ZADANIE 1:
Przepisz w formie krótkiej listy akapit z poniższego tekstu o krakowskich smokach, który zaczyna się od słów „Urząd Miasta Krakowa chce przyciągnąć”. Zachowaj najważniejsze fakty.

CYTOWANY TEKST:
__________________________________________________

Nowa atrakcja w Krakowie. Krasnale z Wrocławia już czują konkurencję
Kraków to jedna z tych atrakcji turystycznych, których nie trzeba zbytnio przedstawiać. Jednak, by stale przyciągać tłumy do miasta, konieczne jest ciągłe modyfikowanie i poszerzanie oferty. Właśnie dowiedzieliśmy się o kolejnym pomyśle krakowskiego magistratu. Czy przebije on popularnością krasnale z Wrocławia?
Urząd Miasta Krakowa chce przyciągnąć kolejnych turystów, ustawiają w różnych miejscach stolicy Małopolski metalowe figurki. Nie będą to jednak zwykłe posążki, a... smoki. Docelowo ma ich być 18, a pierwsze sześć trafi na ulice już w przyszłym tygodniu. Figurki mierzą od 35 do 50 cm wysokości i ważą około 25 kg. Już niedługo, przechadzając się po Krakowie, będziemy mogli spotkać Smoka Geodetę, Smoka Turystę, Smoka Malarza, Smoka z Rybą, Smoka z Latawcem czy Smoka z Mapą.

__________________________________________________

Wpisy wskazujące oznaczone obiekty

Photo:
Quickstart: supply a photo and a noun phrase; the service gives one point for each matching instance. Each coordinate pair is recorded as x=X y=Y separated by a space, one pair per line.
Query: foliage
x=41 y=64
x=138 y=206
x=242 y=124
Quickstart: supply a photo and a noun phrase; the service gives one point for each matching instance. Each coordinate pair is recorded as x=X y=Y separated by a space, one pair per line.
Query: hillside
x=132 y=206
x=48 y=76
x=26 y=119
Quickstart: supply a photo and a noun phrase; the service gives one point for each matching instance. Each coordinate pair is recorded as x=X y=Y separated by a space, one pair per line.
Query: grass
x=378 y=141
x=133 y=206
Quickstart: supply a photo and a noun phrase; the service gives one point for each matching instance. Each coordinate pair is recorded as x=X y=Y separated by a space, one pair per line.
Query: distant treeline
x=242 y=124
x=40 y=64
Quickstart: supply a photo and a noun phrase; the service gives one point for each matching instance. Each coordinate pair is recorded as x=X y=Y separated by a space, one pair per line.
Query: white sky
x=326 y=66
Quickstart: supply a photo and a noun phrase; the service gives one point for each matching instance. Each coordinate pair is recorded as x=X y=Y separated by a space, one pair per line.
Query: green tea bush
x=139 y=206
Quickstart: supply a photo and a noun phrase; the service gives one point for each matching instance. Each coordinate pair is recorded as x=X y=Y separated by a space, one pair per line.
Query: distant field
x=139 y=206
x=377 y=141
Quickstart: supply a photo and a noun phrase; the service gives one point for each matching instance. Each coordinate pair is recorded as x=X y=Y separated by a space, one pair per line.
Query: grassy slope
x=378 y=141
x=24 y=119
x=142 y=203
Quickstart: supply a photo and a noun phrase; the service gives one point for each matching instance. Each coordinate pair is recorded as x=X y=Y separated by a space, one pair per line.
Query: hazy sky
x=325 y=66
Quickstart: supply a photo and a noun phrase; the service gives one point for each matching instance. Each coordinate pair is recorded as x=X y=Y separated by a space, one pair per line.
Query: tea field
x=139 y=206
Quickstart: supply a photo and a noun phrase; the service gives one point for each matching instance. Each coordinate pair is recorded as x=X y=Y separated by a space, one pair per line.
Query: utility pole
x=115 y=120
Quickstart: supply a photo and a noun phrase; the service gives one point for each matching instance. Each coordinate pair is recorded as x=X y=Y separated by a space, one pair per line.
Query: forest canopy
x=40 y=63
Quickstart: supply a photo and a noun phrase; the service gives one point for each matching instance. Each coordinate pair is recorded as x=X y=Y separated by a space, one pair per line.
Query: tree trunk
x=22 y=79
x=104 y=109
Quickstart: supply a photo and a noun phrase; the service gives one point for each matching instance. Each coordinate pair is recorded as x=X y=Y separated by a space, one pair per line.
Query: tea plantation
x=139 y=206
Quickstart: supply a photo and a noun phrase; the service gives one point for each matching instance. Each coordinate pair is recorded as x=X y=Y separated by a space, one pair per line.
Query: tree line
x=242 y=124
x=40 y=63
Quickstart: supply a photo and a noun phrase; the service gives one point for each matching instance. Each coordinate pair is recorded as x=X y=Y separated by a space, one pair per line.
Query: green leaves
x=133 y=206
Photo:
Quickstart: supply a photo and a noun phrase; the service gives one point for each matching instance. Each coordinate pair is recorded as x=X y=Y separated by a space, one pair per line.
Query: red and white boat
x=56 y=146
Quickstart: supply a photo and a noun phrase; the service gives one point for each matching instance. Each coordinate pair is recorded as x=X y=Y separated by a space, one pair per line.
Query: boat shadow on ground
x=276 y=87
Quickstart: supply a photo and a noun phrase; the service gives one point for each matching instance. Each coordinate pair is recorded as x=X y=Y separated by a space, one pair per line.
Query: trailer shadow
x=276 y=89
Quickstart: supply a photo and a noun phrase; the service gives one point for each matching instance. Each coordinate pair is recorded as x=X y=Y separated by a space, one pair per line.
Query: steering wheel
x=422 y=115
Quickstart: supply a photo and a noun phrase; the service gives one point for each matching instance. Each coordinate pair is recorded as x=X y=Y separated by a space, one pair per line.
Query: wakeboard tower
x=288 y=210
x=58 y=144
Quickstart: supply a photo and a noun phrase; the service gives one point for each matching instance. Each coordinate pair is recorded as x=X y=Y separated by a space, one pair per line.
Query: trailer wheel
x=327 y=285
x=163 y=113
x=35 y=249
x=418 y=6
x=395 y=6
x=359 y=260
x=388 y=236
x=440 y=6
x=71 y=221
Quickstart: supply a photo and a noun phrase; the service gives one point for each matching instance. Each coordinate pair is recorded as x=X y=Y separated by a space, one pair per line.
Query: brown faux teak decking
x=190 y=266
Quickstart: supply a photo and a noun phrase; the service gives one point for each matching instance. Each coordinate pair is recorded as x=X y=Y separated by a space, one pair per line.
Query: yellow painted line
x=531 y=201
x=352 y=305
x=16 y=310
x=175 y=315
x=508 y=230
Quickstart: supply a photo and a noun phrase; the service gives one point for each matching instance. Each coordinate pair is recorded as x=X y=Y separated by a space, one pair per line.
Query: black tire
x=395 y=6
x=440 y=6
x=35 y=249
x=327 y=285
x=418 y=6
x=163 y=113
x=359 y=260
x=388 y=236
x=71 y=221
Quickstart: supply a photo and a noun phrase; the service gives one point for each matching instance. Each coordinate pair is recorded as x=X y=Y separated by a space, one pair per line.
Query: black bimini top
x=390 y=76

__________________________________________________

ZADANIE 2:
Ułóż fragment wykazu jako dwukolumnowy CSV z kolumnami zapytanie i wynik. Zacznij od początku wykazu i skończ na wierszu zawierającym „x=377 y=141”, włącznie z nim. Każdej pozycji wykazu odpowiada jeden wiersz, każde pole ujmij w cudzysłów, a podziały wierszy zamień na spacje.

WYNIK 1:
- Urząd Miasta Krakowa chce przyciągnąć więcej turystów. W tym celu ustawi w różnych miejscach miasta metalowe figurki smoków.
- Docelowo ma być 18 smoków, a pierwsze sześć stanie na ulicach w przyszłym tygodniu.
- Figurki mają od 35 do 50 cm wysokości i ważą około 25 kg.
- Wśród nich będą Smok Geodeta, Smok Turysta, Smok Malarz, Smok z Rybą, Smok z Latawcem i Smok z Mapą.

WYNIK 2:
zapytanie,wynik
"Photo: Quickstart: supply a photo and a noun phrase; the service gives one point for each matching instance. Each coordinate pair is recorded as x=X y=Y separated by a space, one pair per line. Query: foliage","x=41 y=64 x=138 y=206 x=242 y=124"
"Quickstart: supply a photo and a noun phrase; the service gives one point for each matching instance. Each coordinate pair is recorded as x=X y=Y separated by a space, one pair per line. Query: hillside","x=132 y=206 x=48 y=76 x=26 y=119"
"Quickstart: supply a photo and a noun phrase; the service gives one point for each matching instance. Each coordinate pair is recorded as x=X y=Y separated by a space, one pair per line. Query: grass","x=378 y=141 x=133 y=206"
"Quickstart: supply a photo and a noun phrase; the service gives one point for each matching instance. Each coordinate pair is recorded as x=X y=Y separated by a space, one pair per line. Query: distant treeline","x=242 y=124 x=40 y=64"
"Quickstart: supply a photo and a noun phrase; the service gives one point for each matching instance. Each coordinate pair is recorded as x=X y=Y separated by a space, one pair per line. Query: white sky","x=326 y=66"
"Quickstart: supply a photo and a noun phrase; the service gives one point for each matching instance. Each coordinate pair is recorded as x=X y=Y separated by a space, one pair per line. Query: green tea bush","x=139 y=206"
"Quickstart: supply a photo and a noun phrase; the service gives one point for each matching instance. Each coordinate pair is recorded as x=X y=Y separated by a space, one pair per line. Query: distant field","x=139 y=206 x=377 y=141"